**Problem to work on**
Identify each line in the records that contains the word "horse", and copy every such line in full.

**Task input**

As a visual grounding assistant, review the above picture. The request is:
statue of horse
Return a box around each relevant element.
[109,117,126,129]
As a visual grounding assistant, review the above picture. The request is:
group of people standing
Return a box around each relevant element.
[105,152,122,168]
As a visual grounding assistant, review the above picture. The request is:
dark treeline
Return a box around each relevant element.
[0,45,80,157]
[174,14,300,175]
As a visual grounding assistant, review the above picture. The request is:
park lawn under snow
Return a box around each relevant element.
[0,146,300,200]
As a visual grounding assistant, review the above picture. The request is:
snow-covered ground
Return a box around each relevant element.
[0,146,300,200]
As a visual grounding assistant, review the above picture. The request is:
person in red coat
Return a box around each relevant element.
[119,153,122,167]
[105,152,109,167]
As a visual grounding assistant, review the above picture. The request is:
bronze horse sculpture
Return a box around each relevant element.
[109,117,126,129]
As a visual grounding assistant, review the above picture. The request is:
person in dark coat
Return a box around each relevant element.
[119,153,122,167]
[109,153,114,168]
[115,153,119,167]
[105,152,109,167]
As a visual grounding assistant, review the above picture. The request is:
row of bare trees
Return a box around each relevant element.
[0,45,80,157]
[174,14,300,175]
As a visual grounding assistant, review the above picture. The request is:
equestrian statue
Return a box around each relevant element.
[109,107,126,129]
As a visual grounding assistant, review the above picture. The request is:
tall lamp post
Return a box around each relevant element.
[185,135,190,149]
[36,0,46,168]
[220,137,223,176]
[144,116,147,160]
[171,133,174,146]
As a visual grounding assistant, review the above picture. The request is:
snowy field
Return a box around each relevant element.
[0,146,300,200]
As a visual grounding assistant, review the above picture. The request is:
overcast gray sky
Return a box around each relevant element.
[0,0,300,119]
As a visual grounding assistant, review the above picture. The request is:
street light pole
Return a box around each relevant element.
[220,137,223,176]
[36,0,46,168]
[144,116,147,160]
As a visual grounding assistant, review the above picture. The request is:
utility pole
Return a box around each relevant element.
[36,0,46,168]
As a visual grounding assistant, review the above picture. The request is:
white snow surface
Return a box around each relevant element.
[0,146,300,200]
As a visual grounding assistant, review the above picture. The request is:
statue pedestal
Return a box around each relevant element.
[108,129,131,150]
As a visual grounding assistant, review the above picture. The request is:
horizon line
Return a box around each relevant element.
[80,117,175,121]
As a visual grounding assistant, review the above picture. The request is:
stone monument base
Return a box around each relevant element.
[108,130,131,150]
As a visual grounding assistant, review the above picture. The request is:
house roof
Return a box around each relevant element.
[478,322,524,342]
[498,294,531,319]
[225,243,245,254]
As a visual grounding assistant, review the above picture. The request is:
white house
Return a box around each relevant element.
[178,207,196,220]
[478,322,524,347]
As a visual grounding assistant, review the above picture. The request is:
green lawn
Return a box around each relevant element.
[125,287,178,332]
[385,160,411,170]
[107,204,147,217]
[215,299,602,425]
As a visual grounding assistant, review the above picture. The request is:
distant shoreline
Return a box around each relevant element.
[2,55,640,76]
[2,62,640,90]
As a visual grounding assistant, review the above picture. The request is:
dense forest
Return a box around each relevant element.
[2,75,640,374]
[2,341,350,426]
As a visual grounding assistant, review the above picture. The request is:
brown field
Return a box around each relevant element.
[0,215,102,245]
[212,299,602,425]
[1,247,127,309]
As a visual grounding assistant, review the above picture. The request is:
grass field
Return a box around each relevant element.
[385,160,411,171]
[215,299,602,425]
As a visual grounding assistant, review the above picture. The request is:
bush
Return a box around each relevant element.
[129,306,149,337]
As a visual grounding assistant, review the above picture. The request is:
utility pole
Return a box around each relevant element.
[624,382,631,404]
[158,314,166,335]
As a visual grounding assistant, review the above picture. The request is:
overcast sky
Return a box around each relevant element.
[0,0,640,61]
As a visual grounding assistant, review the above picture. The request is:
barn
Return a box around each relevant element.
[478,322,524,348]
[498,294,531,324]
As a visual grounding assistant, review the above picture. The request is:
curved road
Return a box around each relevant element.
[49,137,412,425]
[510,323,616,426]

**Task response**
statue of horse
bronze horse sculpture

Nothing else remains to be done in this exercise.